KUTIPAN TEKS.
# # #

Mahasiswa Suriah di Jerman dalam 'Limbo'
3 Januari 2013Lebih dari belasan mahasiswa Suriah berkumpul di depan gedung utama Universitas Köln. Mereka menggelar flash mob - sebuah pertemuan mendadak - untuk menarik perhatian terhadap kekerasan yang terus menghancurkan Suriah.
Layaknya sekelompok seniman, para mahasiswa melakoni ulang kehidupan sehari-hari di Suriah. Seorang lelaki berlutut dengan sebuah pistol yang ditempelken ke kepalanya. Seorang perempuan memegang bayi yang berlumuran darah di tangannya. Dua lelaki berseragam mengganggu seorang jurnalis. Seorang siswa membagikan selembaran berisikan informasi mengenai Suriah dan rezim di Damaskus.
Tidak ada pejalan kaki yang berhenti. Mahasiswa lainnya hanya ingin cepat-cepat masuk ke gedung universitas untuk menghindari gerimis, atau bergegas menuju kuliah berikutnya.
Ada 43 mahasiswa Suriah yang terdaftar di Universitas Köln. Sejak awal tahun 2012, beberapa dari mereka terlibat dalam kelompok yang dinamakan 'Free Syrian Students.'
"Hanya separuh yang terlibat," ujar Alan Jarwich, "Yang lainnya takut kalau mereka menjadi aktif secara politik di Jerman dapat menimbulkan tekanan bagi keluarga mereka di Suriah."
Jarwich adalah salah satu aktivis - dan seorang mahasiswa jurusan medis seperti banyak dari sekitar 2.300 pemuda-pemudi Suriah yang datang ke Jerman untuk menempuh studi. Dan seperti yang lainnya, stres menyangkut situasi di negara asal dapat menyita waktu, menurut Jarwich.
Tantangan studi dan kabar buruk dari rumah
Di sisi lain, kata Jarwich, ada tantangan studi dalam bahasa yang belum terlalu nyaman ia gunakan. Tapi bukan itu saja yang ia pikirkan.

# # #

(Data identifikasi posisi)

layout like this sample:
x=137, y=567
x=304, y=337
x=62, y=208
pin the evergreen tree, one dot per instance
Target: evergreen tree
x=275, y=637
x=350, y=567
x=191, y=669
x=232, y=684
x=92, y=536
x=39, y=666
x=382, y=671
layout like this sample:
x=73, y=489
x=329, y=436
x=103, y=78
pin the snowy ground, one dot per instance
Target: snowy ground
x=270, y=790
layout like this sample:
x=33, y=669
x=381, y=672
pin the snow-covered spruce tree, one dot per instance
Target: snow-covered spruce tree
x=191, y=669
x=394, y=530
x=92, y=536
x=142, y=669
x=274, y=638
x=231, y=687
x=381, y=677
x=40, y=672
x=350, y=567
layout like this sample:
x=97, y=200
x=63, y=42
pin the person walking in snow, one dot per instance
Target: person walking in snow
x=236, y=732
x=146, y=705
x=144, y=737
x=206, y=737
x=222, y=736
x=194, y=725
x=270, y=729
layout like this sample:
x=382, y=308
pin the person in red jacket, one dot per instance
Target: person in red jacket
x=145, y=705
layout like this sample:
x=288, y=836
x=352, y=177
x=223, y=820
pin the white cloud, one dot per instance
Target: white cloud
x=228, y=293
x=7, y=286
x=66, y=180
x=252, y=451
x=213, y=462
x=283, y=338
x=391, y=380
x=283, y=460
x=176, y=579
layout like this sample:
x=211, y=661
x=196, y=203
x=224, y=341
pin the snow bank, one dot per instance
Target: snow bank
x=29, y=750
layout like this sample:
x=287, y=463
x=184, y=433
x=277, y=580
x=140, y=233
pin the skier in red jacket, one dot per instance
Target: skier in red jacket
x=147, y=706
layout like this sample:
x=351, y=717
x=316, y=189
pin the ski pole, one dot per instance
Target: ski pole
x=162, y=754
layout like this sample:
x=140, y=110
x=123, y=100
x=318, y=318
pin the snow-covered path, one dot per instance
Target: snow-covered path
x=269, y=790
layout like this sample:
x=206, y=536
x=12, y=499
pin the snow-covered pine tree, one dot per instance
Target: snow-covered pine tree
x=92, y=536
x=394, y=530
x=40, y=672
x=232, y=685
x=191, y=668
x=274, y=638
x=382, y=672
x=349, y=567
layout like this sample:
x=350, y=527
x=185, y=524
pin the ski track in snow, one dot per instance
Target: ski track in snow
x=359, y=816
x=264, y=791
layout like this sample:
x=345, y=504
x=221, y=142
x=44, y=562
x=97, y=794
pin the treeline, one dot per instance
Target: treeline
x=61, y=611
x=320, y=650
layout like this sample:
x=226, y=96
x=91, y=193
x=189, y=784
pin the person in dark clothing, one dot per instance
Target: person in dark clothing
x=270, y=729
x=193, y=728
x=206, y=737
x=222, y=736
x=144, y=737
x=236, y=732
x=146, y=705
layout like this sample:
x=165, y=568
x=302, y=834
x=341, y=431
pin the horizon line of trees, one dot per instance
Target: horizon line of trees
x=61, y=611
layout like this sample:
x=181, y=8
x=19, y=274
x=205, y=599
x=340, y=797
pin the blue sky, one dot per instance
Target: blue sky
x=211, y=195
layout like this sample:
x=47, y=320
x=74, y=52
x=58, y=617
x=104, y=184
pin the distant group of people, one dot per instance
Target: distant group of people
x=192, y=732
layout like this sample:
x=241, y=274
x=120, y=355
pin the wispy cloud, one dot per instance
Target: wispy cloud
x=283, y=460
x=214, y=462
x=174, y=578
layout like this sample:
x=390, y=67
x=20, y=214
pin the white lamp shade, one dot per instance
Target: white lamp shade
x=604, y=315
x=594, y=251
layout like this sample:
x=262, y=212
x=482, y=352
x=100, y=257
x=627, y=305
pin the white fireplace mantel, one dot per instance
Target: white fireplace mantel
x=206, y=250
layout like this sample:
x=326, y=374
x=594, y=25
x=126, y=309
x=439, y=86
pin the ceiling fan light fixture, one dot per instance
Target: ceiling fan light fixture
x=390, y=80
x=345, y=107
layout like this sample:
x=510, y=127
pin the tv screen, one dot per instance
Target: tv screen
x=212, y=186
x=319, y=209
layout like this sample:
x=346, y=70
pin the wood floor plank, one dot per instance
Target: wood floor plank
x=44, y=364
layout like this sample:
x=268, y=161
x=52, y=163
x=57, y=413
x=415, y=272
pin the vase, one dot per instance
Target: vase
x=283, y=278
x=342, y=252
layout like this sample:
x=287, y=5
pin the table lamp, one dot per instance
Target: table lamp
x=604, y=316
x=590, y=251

# # #

INSTRUKSI TERTULIS. Tentukan apakah setiap pernyataan berikut sesuai dengan kutipan teks tentang mahasiswa Suriah di Köln. Jawab ya atau tidak, lalu kutip kata-kata penentunya dari kutipan teks: (a) Ada 43 mahasiswa Suriah yang terdaftar di Universitas Köln. (b) Banyak pejalan kaki berhenti untuk menonton flash mob itu. (c) Menurut Jarwich, semua mahasiswa Suriah di universitas itu terlibat dalam kelompok tersebut. Data tersebut merupakan bahan yang terpisah dari kutipan teks.

JAWABAN SOAL.
(a) Ya: "Ada 43 mahasiswa Suriah yang terdaftar di Universitas Köln."
(b) Tidak: "Tidak ada pejalan kaki yang berhenti."
(c) Tidak: "Hanya separuh yang terlibat,"